▶ [THE PROBLEM]:
Which lines in the entries below contain the word "green"? Copy each of them in full, and treat uppercase and lowercase as different.

─── STORED DATA ───

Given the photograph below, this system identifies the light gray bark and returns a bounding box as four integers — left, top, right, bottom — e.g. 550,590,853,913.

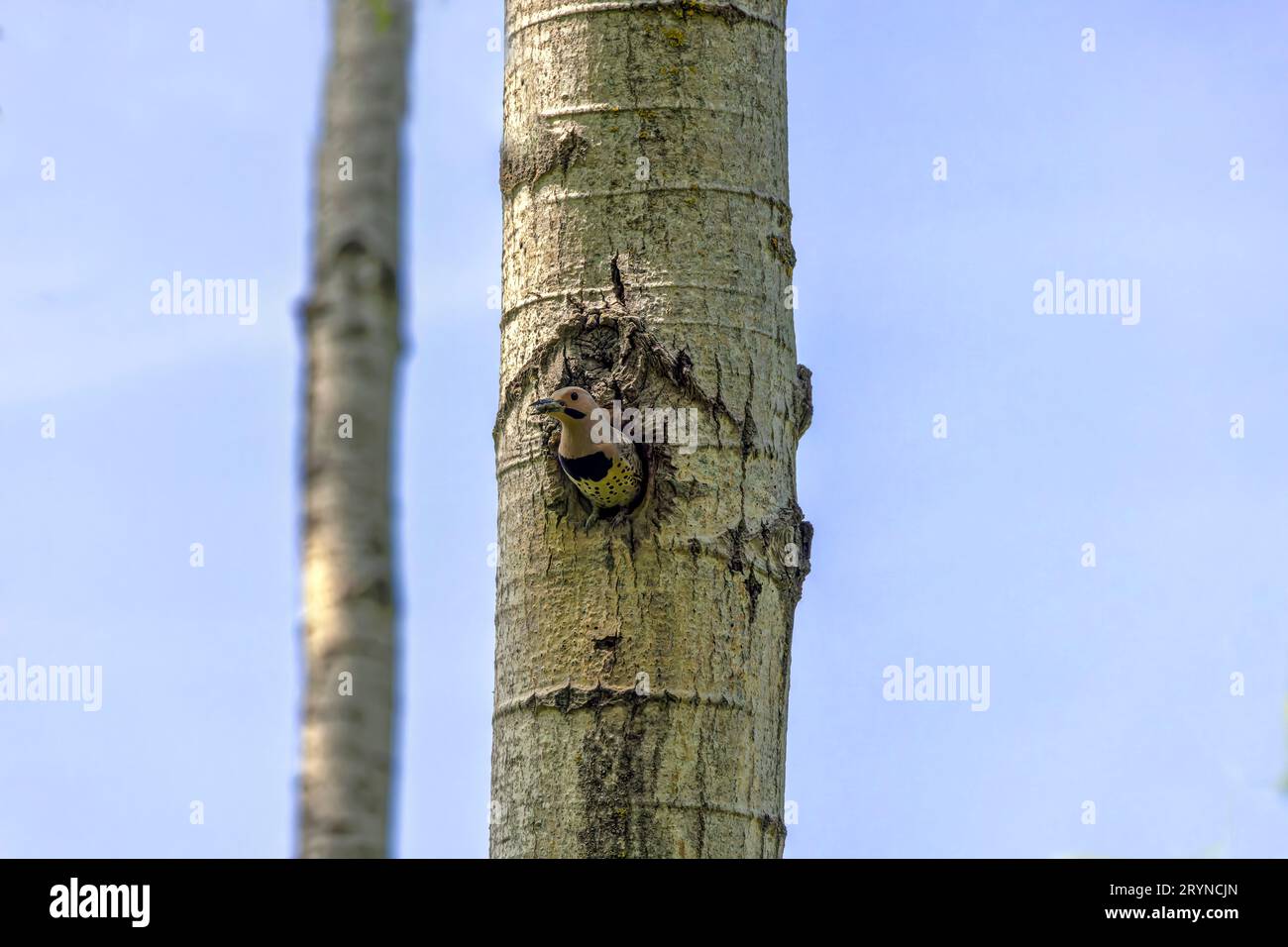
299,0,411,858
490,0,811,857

───
─── STORED DATA ───

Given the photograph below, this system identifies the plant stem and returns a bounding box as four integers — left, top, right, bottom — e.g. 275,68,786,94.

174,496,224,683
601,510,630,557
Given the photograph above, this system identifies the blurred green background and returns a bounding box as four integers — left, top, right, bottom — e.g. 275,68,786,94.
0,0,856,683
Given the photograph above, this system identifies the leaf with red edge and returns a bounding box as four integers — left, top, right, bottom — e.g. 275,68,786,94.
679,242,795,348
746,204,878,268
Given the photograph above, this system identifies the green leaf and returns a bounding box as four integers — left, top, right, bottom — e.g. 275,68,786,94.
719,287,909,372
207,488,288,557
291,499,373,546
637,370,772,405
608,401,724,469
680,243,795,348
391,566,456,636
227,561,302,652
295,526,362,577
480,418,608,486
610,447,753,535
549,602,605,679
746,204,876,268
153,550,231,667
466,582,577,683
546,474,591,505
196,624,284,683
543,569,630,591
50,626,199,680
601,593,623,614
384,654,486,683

───

▶ [WORKED ANSWER]:
Given the photograph above, this system identifies the blurred green background and returns a bounding box as four integers — left, top, right, bottom — e.g. 275,68,786,94.
Given the photograph above, this system identifies the green leaf and returns a bounding box as four integers — left, top, right, bottom — e.g. 275,68,786,94.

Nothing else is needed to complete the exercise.